TASK INSTRUCTIONS>
1. Transcribe the part of the blog post below about a depressive episode between "When a wave" and "hole I sank.", inclusive.
2. List every emotion that the blog post below about a depressive episode says the writer has discussed in earlier columns.
3. Using the blog post below about a depressive episode, state whether each statement agrees with the text: (a) The argument with the writer's parents lasted a long time. (b) The writer sobbed while sitting in a car. (c) Music was playing in the car during the episode.

READING PASSAGE>
====
• Emily Wallis

The Day Sanfilippo Won

This blog was written by Emily Wallis on Sanfilippo News. She has written many blogs about her experience as a Sanfilippo sibling and I would encourage you to read more.

It’s been a while since I’ve had what I consider a “depressive episode.” I had one this week.

Some may argue that feeling low for a few hours shouldn’t qualify as an episode, and I’m not trying to diminish the severity of depression. However, the crippling sadness I felt during those hours seems understated without that word in the description.

I lacked motivation to do anything, go anywhere, or be around anyone for a while. Every bit of stress and each unanswered question about my life were at the forefront of my mind. To me, no one cared that I was sad, so why bother anyone with it?

When a wave of sadness hits like that, it holds me captive. On those days, it takes next to nothing to lure me in. This week, it was prompted by an argument with my parents. While that argument was insignificant and lasted only a short time, a horrible emotional state enveloped me and held me down for several hours.

I sobbed while sitting in my car because it was silent there. There was no music, talking, or thoughts of leaving the car. It seemed as if every negative feeling I’d ever felt came to the surface, and it brought tears and glued me to my seat. The longer it went on, the deeper into a hole I sank.

It’s almost as if these episodes distort my reality. It felt as though every tiny problem in my life was a massive obstacle that prevented me from thinking about anything else. It seemed as if every person in my life had turned their backs on me. If you’ve read my previous columns about family and friends, you’ll know that nothing could be further from the truth.

I’ve discussed many different emotions in my columns, including jealousy, anger, and resentment. But two questions really sum up the feelings about that day: Why me? Why my family?
====
EXTRACTED INFORMATION>

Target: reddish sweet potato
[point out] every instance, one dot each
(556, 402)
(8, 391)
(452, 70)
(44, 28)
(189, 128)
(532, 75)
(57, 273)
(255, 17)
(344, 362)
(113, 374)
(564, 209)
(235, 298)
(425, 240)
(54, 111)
====
SOLUTION LIST>
1.
When a wave of sadness hits like that, it holds me captive. On those days, it takes next to nothing to lure me in. This week, it was prompted by an argument with my parents. While that argument was insignificant and lasted only a short time, a horrible emotional state enveloped me and held me down for several hours.

I sobbed while sitting in my car because it was silent there. There was no music, talking, or thoughts of leaving the car. It seemed as if every negative feeling I’d ever felt came to the surface, and it brought tears and glued me to my seat. The longer it went on, the deeper into a hole I sank.

2.
jealousy
anger
resentment

3.
(a) No: "that argument was insignificant and lasted only a short time"
(b) Yes: "I sobbed while sitting in my car because it was silent there."
(c) No: "There was no music, talking, or thoughts of leaving the car."